| 課題一覧 |
A) 下にある今立俊輔氏のインタビュー記事から、「医師のキャリアとしては比較的早期に実家のクリニックへ戻ろうと考えた、その道に至るまでの思いを取材しました。」という一文を英語に訳してください。
B) 下にある今立俊輔氏のインタビュー記事の続きを書いてください。

| 対象テキスト |
%%
父の背中を見て何でも診られる医師を目指した今立俊輔氏。離島医療を経験したのち、医師12年目で選んだ道は、父の運営する今立内科クリニック(福岡県久留米市)での在宅医療部門の立ち上げでした。医師のキャリアとしては比較的早期に実家のクリニックへ戻ろうと考えた、その道に至るまでの思いを取材しました。(取材日:2017年9月28日)
離島で学んだ“地域に出る”重要性
―医師のお父様を持つ今立先生ですが、総合診療医を目指すまでの経緯を教えてください。
父が地域に根差したクリニックの運営をしている姿を見て、年齢や科目を問わず何でも診られる医師になりたいと思っていたので、医学部卒業後は総合診療科のある国立病院機構長崎医療センターで研修を始めました。
%%
| 提供一覧 |
%%
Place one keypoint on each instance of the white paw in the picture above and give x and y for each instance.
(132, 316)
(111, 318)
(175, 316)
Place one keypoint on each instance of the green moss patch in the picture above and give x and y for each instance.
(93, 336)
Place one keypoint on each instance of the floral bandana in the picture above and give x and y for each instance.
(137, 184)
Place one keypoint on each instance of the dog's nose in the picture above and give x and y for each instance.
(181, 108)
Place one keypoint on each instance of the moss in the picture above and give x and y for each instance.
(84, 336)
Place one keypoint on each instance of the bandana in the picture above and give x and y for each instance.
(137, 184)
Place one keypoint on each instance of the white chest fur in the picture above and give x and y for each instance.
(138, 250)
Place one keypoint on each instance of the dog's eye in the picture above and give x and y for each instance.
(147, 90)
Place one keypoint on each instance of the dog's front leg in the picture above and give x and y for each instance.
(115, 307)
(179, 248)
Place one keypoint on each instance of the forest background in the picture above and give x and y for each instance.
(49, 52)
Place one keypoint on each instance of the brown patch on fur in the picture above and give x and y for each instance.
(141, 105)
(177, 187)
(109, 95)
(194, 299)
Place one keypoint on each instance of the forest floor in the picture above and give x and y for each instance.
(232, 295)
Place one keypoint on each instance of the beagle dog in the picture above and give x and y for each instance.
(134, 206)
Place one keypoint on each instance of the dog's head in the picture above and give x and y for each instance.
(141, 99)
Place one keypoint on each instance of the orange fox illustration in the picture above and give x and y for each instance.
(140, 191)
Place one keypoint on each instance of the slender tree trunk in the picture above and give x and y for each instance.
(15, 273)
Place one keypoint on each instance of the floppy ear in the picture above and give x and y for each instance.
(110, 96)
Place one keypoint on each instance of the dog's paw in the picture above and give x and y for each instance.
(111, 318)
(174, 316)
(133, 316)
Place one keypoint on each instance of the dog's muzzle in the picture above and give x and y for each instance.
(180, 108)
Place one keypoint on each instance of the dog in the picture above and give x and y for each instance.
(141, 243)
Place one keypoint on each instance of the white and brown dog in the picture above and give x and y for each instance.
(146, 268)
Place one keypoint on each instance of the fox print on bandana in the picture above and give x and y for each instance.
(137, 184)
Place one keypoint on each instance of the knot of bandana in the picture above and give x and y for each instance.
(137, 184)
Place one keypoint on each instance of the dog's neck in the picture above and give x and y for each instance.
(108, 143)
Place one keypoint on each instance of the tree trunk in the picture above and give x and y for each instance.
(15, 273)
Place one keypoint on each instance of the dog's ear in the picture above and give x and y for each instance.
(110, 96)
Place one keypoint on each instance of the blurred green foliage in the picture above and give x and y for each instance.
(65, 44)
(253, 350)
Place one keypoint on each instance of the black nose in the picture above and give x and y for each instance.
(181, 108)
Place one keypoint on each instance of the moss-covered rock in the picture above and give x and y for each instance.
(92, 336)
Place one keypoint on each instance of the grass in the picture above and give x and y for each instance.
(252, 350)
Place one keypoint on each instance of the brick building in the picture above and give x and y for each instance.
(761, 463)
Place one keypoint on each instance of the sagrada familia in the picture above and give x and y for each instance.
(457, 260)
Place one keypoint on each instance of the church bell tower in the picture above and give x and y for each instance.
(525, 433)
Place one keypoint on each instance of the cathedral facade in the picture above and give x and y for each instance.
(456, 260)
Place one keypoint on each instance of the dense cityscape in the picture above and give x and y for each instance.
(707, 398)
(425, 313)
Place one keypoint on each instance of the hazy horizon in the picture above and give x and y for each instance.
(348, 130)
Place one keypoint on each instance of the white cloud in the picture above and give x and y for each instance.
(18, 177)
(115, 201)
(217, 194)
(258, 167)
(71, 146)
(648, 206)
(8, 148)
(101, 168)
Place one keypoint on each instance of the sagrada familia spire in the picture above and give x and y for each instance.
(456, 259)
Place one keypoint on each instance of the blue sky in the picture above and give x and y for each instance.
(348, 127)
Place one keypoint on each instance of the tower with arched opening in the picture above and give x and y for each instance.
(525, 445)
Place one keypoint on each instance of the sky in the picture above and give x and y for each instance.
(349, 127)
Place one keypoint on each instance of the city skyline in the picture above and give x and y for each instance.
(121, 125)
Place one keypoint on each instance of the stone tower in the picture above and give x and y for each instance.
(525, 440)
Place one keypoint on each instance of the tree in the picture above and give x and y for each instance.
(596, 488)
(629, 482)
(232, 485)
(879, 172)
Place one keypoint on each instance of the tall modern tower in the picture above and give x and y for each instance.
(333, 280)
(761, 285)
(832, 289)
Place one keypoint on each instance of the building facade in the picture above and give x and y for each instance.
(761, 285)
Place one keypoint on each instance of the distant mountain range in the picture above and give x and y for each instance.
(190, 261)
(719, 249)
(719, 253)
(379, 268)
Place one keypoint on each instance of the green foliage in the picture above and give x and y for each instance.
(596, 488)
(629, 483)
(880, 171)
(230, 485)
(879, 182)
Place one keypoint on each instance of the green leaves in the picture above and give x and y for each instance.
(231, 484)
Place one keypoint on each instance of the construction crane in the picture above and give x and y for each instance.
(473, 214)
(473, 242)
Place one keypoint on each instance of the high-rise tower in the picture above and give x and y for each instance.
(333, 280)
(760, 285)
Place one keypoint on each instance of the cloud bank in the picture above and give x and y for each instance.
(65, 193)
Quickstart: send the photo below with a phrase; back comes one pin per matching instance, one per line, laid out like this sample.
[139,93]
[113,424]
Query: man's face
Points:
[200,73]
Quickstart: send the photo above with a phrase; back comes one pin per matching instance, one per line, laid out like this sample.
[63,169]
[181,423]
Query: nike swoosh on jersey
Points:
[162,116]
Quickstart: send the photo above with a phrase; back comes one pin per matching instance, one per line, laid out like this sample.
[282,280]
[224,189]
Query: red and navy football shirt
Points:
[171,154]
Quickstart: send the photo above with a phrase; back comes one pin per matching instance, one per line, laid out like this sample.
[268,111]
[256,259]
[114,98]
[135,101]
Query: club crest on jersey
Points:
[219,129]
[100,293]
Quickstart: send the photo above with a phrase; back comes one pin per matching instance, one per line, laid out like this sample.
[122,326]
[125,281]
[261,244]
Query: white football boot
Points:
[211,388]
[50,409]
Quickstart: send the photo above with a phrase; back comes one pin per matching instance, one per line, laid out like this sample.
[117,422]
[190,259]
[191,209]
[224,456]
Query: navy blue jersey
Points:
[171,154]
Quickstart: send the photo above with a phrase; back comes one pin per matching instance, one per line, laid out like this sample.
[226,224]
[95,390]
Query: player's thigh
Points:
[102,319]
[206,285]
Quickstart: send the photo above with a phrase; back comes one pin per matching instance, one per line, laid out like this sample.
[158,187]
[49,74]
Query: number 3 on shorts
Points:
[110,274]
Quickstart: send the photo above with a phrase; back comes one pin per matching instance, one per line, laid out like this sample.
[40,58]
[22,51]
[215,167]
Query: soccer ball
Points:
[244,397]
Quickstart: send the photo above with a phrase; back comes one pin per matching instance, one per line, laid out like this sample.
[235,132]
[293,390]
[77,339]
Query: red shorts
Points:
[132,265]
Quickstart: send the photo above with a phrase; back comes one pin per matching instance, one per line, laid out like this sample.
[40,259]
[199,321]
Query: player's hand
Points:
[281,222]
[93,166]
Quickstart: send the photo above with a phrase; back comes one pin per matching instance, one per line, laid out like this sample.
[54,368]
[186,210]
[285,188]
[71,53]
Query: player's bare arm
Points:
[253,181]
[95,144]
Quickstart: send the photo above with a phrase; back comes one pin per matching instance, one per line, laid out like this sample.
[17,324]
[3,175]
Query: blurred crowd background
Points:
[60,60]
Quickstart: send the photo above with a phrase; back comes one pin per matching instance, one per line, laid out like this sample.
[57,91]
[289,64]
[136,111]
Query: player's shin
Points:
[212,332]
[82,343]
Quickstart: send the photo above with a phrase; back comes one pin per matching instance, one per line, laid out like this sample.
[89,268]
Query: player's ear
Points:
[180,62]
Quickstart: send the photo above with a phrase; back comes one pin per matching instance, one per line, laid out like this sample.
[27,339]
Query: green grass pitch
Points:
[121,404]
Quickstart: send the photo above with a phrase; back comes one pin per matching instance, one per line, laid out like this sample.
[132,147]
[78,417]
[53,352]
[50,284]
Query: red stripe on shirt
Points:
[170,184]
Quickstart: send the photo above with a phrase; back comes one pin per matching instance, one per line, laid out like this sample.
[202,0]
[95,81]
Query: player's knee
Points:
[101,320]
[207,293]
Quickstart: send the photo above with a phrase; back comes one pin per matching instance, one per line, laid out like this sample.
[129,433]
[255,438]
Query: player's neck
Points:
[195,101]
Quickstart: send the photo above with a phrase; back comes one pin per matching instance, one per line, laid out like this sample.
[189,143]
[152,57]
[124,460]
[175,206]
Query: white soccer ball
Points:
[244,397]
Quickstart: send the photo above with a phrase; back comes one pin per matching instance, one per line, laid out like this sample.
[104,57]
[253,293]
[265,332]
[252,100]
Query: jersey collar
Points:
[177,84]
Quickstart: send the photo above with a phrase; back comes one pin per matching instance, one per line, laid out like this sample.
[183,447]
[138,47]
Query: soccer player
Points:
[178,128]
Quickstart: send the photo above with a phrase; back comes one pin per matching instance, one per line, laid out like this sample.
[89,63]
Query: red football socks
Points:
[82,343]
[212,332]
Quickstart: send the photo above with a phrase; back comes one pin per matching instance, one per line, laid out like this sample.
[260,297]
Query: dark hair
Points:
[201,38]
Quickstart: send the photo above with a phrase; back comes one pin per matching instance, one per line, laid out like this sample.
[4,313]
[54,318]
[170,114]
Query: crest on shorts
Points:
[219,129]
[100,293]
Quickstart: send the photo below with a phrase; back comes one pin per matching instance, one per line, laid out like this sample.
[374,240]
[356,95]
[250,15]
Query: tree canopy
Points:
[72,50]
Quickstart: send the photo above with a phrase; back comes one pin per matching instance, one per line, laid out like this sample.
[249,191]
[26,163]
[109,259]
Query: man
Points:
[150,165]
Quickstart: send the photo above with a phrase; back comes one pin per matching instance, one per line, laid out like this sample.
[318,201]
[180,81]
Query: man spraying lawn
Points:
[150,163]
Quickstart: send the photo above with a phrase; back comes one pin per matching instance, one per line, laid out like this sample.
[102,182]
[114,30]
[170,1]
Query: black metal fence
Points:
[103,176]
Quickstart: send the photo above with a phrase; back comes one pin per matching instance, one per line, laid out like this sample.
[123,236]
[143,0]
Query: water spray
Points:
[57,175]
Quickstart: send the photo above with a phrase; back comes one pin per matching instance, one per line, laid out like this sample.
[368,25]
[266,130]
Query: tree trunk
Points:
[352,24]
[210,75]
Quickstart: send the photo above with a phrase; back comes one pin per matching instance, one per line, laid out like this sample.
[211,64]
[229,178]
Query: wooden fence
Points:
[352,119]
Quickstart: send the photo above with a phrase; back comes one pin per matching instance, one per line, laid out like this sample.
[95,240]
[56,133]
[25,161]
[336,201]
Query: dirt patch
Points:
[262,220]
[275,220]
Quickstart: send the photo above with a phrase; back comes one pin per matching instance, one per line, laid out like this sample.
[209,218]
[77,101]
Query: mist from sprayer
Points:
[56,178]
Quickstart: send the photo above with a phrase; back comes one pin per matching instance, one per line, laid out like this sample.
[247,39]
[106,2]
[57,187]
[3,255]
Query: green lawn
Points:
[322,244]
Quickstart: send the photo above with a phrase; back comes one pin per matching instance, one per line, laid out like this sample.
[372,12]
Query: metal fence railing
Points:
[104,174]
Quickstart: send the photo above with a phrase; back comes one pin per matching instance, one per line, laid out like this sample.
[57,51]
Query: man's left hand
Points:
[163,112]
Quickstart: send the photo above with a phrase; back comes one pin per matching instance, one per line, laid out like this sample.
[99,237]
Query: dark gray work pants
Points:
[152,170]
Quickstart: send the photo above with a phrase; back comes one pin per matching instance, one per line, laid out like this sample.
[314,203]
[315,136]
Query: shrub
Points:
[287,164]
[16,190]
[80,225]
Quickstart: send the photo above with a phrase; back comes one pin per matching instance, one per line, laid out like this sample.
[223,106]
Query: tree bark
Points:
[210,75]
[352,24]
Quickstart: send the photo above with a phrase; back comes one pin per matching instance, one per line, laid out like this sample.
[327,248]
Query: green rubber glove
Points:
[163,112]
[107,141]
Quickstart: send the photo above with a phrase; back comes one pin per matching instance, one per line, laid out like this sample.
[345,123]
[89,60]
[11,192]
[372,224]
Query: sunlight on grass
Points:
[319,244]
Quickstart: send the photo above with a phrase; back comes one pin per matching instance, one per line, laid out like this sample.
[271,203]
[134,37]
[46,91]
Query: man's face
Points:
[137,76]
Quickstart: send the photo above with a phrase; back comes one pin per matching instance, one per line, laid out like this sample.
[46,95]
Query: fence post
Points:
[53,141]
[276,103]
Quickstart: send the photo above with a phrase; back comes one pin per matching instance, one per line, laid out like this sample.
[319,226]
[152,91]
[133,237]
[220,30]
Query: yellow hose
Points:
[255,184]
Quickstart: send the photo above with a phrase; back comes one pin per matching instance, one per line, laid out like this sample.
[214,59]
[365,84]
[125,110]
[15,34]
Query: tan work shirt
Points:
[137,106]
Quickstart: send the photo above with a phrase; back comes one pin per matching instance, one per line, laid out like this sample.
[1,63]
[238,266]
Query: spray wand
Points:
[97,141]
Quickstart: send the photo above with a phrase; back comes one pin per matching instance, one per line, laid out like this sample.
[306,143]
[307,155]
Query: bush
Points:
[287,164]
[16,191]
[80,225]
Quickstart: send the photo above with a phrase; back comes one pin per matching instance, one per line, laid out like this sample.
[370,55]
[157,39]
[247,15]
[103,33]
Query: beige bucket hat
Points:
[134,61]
%%
| 解答一覧 |
A) We interviewed him about the thoughts that led him down the path of deciding, relatively early in his medical career, to return to his family's clinic.

B)
研修を行う中でたくさんの素晴らしい先輩方にお会いしました。ところが、研修を続けていくうちに、自分が思い描く総合診療医像に近づけていないと感じるようになったのです。当時のわたしは疾患や怪我、救急などを問わず、あらゆる事態に対応できるようになりたかったのですが、大病院の総合診療科は、どうしても内科の患者さんが中心になっていました。ここでは理想の自分に近づけないと思い、五島列島北部にある小値賀島という人口約3000人の離島での研修を行うことを決めました。
-離島の診療所に勤務してみてどうでしたか。
何でも診なければいけない状況は想像以上にハードでしたが、地域住民の健康に責任を持って診療ができている充実感はありましたね。一方で、診療所での診察だけでは島民の健康は守りきれず、自分から地域に出ていく大切さも学びました。
例えば、自治体に働きかけて肺炎球菌ワクチンを公費負担にした時は、0.2%程度の接種率を約30%まで引き上げることはできましたが、それ以降の接種率は伸び悩みました。この時、予防接種はお金の問題ではなく、自分から島民への啓発活動が必要だと気が付いたのです。そこで保健師が島内巡回に週に1度ほど同行して健康相談に乗ったり、自治体広報誌のコーナーで健康に関する記事を書いたりしてきました。
本土での高度医療だけでなく離島での診療経験を積んだことで、幅広い視点をもつ医師として成長できたと思います。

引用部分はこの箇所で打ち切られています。